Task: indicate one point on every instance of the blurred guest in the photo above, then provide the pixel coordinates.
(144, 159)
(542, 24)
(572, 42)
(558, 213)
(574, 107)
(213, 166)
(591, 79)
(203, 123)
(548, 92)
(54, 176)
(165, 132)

----

• [About this task] Retype the complete listing exactly.

• [Answer to the exercise]
Task: indicate one point on every instance of the blurred guest in the photo above, then provide the pixel coordinates.
(144, 159)
(542, 24)
(572, 42)
(558, 213)
(574, 107)
(213, 166)
(591, 79)
(203, 123)
(548, 92)
(54, 176)
(165, 132)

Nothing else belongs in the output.